DOCUMENT PASSAGE:
National Laboratory Week, 4/18-24

This week is National Laboratory Week. You won’t know about it, or hear about it unless you work in a lab. We are the unseen “lab” that runs tests on every conceivable body fluid or part. We handle surgical specimens for review by a pathologist. We prepare blood and blood products for transfusion. We are professionals in healthcare, providing information that allows doctors and nurses how to best treat or cure a patient. If you’ve ever had blood drawn, urine collected, wounds swabbed, had surgery or a biopsy, we’ve been involved in your care in some way. We are The Lab, working quietly behind the scenes to help diagnose and prevent disease, and educate everyone we come in contact with about health, disease and laboratory medicine.

As part of National Lab Week, I’ll answer questions relating to labs and what I do. Other MTs, MLTs, phlebotomists, CTs and HTs are welcome to join in.

Vlad/Igor, MT(ASCP)
BS MT, IU Medical School Med Tech Program, 1994.

National Laboratory Week–is that the week that the nation (I assume you mean the USA, right?) is supposed to notice and appreciate all labs, or is this the week specifically set aside to show appreciation for an institution called the National Laboratory?

If we’re supposed to be appreciating all laboratories–lots of labs don’t do anything that even resembles health care. Mine sure doesn’t. We do various projects in biological control of insect pests and other stuff in insect ecology.

I’m sick, I know.

But – I’ve always wondered what it’s like to work with stool samples.

Please tell me, and don’t leave out ANYTHING.

Thank you.
:eek:

Yay! Huzzah! Lab geeks rule!
My lab does environmental and metabolism testing on pesticides and herbicides. We help make sure that the chemicals being developed for use on your food won’t end up in your liver. :slight_smile:

I had to supply a stool sample a while ago.

The method, as described by the tech (slightly paraphrased):
Crap in the cup.
Use the little stick to transfer samples to the two little cutouts on the card.
Close it up and put it in the zipper bag.
Take out the trash immediately.

I was tempted to tell her I learned how to smear it around while I was still a baby, but never quite mastered colouring inside the lines.

Another lab monkey checking in. I only deal with blood and the occasional chunk of tissue (we got a whole testicle in once), but the lab down the hall does all the stool samples. All I can tell you is that it always smells funny when you walk past that aisle. Sort of a mixture between feces and air freshener.

Our posters around our lab have ‘National Medical Laboratory Week’ on them so I don’t know if the week is for all labs or just medical labs. We get lunch and other goodies this week (Yeah!). Our lab manager has said that 80% of all medical decisions are made with the help of laboratory testing.

ACTIVITY LIST:
**a)** Repeat everything from "My lab does" down to "the zipper bag." in the Lab Week thread, swapping "zipper bag" for "plastic pouch".
**b)** In the Lab Week thread, what share of medical decisions does the lab manager say are made with the help of laboratory testing?
**c)** Extend the Lab Week thread, picking up right after its last sentence.

DATA EXCERPT:
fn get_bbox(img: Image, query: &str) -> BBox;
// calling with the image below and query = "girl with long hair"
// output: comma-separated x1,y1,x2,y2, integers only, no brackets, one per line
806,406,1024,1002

EXERCISE ANSWERS:
**a)**
My lab does environmental and metabolism testing on pesticides and herbicides. We help make sure that the chemicals being developed for use on your food won’t end up in your liver. :slight_smile:

I had to supply a stool sample a while ago.

The method, as described by the tech (slightly paraphrased):
Crap in the cup.
Use the little stick to transfer samples to the two little cutouts on the card.
Close it up and put it in the plastic pouch.

**b)** 80%

**c)**
I work as a laboratory computer systems administrator now but I did used to work in many areas of the lab before I got my present position. Working with stool specimens wasn’t as bad as it sounds. You never really touch anything without gloves and we usually have hoods to work under to control aerosols and odors. Nearly all of our specimens that aren’t blood come in containers and we use swabs or pipettes to transfer them to other tubes for testing. Blood collection is really the only time we work directly with the patient. Nursing gets the job of collecting the yuck specimens and we get them in neat little vials.

Sorry, I should have specified “National Medical Laboratory Week.” I now work in a research lab, remotely connected to pathology, but I worked for seven years in hospital labs as a medical technologist (I still am an MT, but now a research MT). I now dabble in immunochemistry, HPLC, patient enrollment in experiments, and the occasional “real” clinical lab work.

By the time I got around to playing with poop, either on a Hemoccult® card or on agar plates, I had one child in diapers and one in pull-ups, so it didn’t bother me too much. You just concentrate on preparing the test correctly, and what you’re working with becomes less of an issue.

The worst sample I had to deal with was dissecting a gangrenous perineum from a guy to find tissue for a microbiology culture. I worked with that one under the hood, with a pathlologist kibbitzing on the side.

Vlad/Igor

I don’t work in a medical lab so I guess I don’t get to participate in the festivities. poo

I work in a university lab processing water samples and algae (periphyton, for those in the know). We are doing baseline tests before some stream restoration work is done in the area. It’s actually pretty cool. If you are a science geek like moi!

Yep, medical technologists-the invisible flunkies of the hospital.

I suppose we’re having some sort of event to mark this week but I wouldn’t know. I work evening shift and all the fun stuff only happens on day shift.
Off-tour med techs-invisible among the invisible, practically nonexistent.
Supposedly this year there were a couple of public service spot run on t.v. about Lab Week. That’s something different.

I wish stool specimens came in neat little vials around here. Usually they’re in leaky containers stuffed in a biohazard bag which might not be fastened. But really they’re not too bad once you get used to it. Worst one I ever had was a specimen that had apparently been sitting around for a while before it got to the lab. The container was bulging-always a bad sign, gas production from the bacteria. I opened it gingerly, under the hood, and the stuff started welling out of the specimen cup. And it didn’t show any signs of stopping. Kinda reminded me of one of those tablets you light on the 4th of July that makes a really long snake of ash. I was a little concerned about how much this specimen might expand so I hurried up and finished culturing it then quickly closed the bag and put it in a disposal bucket. Fortunately that seemed to contain it and there was no re-enactment of “The Blob” that night. :slight_smile:

Well, there oughta be something for lab techs and geeks. Maybe the NIH and National Academy of Science could get together and sponsor something. The only reason we celebrate medical lab week is that we’re loosely associated with pathology. Otherwise, we do straight-ahead science.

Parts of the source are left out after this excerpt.